PROVIDED RECORDS ::
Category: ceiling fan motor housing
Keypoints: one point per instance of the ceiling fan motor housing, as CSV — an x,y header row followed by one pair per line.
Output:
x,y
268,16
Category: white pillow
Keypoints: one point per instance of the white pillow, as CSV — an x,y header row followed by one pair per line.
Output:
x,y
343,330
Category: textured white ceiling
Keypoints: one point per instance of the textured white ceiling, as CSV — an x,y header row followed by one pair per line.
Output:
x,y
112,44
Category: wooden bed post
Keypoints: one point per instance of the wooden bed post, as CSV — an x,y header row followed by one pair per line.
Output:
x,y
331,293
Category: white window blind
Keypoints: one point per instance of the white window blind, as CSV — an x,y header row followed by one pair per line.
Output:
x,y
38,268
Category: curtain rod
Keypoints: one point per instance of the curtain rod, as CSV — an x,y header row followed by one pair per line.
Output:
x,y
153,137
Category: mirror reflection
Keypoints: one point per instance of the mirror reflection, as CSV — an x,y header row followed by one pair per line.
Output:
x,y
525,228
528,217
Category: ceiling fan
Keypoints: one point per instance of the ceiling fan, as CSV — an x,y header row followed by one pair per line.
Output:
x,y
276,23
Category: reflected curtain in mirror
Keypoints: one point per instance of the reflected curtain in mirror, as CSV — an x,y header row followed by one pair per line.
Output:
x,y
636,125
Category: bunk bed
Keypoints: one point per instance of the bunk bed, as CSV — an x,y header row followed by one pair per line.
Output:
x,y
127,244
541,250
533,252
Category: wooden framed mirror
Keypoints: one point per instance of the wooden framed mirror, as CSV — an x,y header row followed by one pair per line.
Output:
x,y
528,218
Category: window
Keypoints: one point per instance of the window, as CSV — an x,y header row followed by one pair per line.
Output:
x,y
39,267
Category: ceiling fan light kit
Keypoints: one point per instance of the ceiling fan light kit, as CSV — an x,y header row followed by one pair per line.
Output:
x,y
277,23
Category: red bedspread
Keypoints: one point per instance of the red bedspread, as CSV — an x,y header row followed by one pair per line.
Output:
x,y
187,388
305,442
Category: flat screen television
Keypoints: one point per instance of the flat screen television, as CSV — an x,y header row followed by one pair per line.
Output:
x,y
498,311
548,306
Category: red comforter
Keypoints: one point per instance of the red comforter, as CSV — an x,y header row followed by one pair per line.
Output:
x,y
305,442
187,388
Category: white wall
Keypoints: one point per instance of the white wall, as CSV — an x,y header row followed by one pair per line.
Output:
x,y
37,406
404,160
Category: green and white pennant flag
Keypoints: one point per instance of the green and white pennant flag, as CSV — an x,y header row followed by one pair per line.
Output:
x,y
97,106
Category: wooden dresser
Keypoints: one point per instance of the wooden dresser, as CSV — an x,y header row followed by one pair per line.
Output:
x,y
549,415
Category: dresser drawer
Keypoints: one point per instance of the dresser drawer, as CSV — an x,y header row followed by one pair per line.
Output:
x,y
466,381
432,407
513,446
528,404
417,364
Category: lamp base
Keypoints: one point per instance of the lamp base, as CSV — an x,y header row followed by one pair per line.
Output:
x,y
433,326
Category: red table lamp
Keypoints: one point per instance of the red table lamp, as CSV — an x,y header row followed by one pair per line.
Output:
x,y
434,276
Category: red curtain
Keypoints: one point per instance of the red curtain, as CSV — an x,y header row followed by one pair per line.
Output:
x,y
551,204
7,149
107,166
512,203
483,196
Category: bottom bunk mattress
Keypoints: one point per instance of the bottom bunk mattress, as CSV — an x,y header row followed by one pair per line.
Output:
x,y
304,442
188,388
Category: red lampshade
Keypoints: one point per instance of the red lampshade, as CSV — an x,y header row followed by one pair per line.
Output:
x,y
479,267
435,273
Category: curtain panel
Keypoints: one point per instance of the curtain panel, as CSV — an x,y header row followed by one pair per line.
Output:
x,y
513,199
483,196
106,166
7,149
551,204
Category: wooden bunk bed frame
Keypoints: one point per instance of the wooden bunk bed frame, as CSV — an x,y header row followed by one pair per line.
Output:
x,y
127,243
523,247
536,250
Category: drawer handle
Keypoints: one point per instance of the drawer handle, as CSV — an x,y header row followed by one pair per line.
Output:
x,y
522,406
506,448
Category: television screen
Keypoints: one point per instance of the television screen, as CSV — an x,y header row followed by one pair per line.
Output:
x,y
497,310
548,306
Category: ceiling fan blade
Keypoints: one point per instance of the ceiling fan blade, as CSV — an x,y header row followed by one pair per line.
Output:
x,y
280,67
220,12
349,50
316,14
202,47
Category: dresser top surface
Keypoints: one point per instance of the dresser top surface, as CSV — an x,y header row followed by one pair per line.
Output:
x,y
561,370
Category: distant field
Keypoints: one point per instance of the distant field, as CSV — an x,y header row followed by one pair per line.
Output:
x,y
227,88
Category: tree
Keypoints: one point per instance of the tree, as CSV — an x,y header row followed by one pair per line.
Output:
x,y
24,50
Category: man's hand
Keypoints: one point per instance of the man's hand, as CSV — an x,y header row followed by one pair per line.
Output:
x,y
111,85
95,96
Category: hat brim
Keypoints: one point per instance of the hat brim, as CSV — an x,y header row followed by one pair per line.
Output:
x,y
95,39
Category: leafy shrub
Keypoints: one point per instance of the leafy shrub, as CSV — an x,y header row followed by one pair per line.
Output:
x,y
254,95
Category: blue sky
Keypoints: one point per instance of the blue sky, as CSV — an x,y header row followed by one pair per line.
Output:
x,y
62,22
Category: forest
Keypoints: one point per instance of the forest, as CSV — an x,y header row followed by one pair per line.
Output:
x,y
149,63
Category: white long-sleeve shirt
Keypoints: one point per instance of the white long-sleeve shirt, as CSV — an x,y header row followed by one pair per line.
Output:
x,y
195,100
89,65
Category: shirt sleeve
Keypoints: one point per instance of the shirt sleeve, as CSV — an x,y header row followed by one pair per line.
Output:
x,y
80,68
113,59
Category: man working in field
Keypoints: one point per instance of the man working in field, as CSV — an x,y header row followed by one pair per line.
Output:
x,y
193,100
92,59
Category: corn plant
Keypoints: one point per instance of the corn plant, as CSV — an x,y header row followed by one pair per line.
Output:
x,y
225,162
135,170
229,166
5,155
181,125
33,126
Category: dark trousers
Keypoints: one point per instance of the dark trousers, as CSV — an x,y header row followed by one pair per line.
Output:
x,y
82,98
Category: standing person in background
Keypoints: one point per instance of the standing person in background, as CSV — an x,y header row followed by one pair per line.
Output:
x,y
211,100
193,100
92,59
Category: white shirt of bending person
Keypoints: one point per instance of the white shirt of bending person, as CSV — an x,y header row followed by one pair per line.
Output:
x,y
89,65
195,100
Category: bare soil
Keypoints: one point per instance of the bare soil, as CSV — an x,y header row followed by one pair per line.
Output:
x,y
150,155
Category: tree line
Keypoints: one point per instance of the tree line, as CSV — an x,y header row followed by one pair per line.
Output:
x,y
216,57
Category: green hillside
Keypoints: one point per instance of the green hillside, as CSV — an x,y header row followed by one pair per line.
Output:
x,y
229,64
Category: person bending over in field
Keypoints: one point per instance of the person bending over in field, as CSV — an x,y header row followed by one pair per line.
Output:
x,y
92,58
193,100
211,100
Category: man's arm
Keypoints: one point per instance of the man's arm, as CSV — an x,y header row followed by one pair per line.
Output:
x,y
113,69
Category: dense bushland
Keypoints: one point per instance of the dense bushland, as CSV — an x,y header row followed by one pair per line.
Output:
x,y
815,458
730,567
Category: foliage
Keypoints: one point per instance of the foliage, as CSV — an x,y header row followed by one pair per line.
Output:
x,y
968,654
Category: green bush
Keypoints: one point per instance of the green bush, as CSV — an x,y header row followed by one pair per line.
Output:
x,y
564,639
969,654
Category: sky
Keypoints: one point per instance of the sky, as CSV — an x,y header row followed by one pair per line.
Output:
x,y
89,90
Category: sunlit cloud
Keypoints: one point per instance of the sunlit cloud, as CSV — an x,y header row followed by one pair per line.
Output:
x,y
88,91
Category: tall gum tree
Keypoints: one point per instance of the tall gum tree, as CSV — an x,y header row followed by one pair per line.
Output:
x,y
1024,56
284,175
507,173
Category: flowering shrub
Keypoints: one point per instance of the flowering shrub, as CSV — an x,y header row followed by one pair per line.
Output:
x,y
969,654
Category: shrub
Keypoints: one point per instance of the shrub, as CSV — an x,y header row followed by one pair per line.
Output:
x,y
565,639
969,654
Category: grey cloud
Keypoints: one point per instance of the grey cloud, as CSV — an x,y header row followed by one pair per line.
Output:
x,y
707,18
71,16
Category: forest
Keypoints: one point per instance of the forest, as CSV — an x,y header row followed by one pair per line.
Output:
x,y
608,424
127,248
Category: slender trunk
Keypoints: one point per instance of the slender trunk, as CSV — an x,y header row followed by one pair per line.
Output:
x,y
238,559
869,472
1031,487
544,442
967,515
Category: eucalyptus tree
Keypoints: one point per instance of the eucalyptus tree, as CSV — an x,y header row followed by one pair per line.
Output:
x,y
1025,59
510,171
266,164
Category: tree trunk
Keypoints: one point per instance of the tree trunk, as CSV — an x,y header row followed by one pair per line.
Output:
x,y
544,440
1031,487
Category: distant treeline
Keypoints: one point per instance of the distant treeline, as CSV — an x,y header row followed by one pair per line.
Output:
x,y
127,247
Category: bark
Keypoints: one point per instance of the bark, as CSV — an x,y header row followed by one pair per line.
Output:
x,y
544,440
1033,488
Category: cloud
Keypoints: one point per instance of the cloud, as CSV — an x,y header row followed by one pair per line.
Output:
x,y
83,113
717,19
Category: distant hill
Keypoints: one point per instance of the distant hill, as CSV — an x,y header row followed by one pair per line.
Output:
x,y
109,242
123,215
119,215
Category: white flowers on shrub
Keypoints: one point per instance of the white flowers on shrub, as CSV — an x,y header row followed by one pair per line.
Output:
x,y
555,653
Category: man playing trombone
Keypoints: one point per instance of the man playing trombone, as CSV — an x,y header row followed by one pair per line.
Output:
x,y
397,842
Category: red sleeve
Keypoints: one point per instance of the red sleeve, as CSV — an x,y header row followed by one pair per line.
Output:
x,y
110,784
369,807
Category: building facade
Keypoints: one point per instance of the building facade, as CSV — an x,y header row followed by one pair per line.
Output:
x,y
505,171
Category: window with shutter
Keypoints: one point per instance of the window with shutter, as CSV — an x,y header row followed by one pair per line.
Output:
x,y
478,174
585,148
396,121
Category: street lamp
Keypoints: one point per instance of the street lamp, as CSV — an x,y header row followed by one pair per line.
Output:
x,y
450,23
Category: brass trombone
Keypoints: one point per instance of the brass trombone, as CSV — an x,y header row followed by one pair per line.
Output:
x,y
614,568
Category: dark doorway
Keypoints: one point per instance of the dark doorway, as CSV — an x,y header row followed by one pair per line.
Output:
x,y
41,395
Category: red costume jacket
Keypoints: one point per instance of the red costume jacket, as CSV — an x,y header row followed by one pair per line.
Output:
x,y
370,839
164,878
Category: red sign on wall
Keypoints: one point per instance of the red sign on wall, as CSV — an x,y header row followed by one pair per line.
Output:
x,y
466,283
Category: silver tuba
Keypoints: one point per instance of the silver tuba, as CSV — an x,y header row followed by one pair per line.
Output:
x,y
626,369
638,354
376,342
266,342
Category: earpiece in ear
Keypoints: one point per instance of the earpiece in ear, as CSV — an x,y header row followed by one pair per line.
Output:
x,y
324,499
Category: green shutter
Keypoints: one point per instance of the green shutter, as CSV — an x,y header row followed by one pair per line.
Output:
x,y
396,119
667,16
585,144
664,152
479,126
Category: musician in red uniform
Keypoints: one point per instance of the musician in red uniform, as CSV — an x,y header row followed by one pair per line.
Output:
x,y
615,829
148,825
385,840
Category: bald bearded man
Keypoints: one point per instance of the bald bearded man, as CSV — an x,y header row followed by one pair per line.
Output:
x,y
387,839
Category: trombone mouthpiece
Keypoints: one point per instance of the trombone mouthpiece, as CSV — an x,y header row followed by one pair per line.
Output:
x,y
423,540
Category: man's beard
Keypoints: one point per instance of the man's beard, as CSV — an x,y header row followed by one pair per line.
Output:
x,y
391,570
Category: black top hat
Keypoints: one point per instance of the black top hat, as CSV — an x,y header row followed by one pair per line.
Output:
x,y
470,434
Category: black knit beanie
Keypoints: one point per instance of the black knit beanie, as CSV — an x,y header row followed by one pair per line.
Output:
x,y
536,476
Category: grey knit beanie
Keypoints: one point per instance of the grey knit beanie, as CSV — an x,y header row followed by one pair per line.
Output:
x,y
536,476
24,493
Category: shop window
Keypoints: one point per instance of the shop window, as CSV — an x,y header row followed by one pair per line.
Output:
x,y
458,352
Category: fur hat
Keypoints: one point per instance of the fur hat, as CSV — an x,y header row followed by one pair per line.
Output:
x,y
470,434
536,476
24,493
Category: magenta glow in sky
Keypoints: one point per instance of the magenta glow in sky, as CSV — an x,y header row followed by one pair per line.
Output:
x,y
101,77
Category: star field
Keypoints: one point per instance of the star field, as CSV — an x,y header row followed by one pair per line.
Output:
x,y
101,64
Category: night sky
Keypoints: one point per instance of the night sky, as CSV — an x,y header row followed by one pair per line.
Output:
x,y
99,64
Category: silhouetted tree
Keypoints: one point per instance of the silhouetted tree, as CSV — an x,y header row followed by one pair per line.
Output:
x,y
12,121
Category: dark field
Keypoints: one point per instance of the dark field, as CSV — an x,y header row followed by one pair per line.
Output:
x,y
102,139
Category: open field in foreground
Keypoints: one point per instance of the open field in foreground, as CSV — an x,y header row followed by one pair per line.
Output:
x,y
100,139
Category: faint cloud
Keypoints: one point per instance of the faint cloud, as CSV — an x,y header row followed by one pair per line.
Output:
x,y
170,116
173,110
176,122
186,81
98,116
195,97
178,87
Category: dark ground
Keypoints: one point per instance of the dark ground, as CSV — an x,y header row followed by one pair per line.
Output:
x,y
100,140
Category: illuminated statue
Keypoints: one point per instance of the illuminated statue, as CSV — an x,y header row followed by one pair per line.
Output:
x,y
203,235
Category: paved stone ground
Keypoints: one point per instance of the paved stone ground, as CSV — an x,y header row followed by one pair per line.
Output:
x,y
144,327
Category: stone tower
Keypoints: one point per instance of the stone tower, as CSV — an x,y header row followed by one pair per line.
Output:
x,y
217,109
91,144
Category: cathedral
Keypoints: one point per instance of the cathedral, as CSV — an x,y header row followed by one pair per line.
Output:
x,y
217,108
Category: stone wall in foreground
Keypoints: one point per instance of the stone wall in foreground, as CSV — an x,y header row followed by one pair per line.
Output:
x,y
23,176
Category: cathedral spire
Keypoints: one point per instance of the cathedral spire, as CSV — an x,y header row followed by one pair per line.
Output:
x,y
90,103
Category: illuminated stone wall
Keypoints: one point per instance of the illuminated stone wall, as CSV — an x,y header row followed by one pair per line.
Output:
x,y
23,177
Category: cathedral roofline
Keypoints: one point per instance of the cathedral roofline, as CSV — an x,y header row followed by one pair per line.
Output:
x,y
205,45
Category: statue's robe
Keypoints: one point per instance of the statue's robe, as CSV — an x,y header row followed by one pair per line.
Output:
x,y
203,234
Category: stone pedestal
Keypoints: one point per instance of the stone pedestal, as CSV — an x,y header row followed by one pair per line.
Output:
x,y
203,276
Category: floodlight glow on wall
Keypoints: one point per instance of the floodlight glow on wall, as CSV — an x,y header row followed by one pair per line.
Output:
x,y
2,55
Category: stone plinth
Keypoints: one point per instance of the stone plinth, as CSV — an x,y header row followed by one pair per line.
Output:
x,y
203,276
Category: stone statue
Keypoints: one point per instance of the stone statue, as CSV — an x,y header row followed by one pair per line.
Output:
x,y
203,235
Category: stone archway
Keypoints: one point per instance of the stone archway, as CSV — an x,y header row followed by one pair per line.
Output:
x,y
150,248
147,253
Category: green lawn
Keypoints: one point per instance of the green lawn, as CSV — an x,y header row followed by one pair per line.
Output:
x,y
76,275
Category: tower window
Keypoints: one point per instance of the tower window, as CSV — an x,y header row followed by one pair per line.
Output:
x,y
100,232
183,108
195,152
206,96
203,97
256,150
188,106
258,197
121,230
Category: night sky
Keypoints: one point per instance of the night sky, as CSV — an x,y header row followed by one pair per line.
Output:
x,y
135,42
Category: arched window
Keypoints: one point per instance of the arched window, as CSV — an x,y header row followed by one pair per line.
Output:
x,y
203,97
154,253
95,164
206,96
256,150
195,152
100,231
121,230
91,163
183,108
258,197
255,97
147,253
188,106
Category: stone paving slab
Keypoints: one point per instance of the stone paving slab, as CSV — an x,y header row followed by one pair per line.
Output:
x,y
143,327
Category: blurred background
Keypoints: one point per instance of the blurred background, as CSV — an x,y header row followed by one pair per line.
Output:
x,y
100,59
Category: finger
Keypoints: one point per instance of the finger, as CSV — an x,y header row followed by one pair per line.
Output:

REQUIREMENT :: Starting with the line that contains "Category: statue's robe", return each line through the last one of the data above, exactly as written and nothing more.

RESPONSE ::
Category: statue's robe
Keypoints: one point per instance of the statue's robe, as CSV — an x,y header row followed by one pair per line.
Output:
x,y
203,234
Category: stone pedestal
Keypoints: one point per instance of the stone pedestal, as CSV — an x,y header row followed by one pair per line.
Output:
x,y
203,276
Category: floodlight glow on wall
Keypoints: one point per instance of the floodlight glow on wall, as CSV — an x,y header row followed by one pair per line.
Output:
x,y
2,55
Category: stone plinth
Keypoints: one point per instance of the stone plinth, as CSV — an x,y header row followed by one pair per line.
Output:
x,y
203,276
Category: stone statue
Keypoints: one point per instance of the stone statue, as CSV — an x,y header row followed by one pair per line.
Output:
x,y
203,235
Category: stone archway
Keypoints: one point per instance of the stone archway, as CSV — an x,y header row followed by one pair per line.
Output:
x,y
150,248
147,253
Category: green lawn
Keypoints: one point per instance of the green lawn, as CSV — an x,y header row followed by one pair per line.
Output:
x,y
76,275
Category: tower window
Keypoints: one point per instance of the tower window, as CSV — an x,y header row followed by one pair per line.
Output:
x,y
100,232
183,108
195,152
206,96
203,97
256,150
188,106
258,197
121,230
Category: night sky
Keypoints: one point per instance of the night sky, as CSV — an x,y header row followed by one pair per line.
Output:
x,y
135,42
Category: arched window
Keypoints: one point per instance of the arched window, as CSV — an x,y header row followed by one pair per line.
Output:
x,y
203,97
154,253
95,164
206,96
256,150
195,152
100,231
121,230
91,163
183,108
258,197
255,97
147,253
188,106
Category: stone paving slab
Keypoints: one point per instance of the stone paving slab, as CSV — an x,y header row followed by one pair per line.
Output:
x,y
143,327
Category: blurred background
Keypoints: one point per instance of the blurred background, as CSV — an x,y header row followed by one pair per line.
Output:
x,y
100,59
Category: finger
Keypoints: one point per instance of the finger, as CSV — an x,y header row followed by one pair per line.
Output:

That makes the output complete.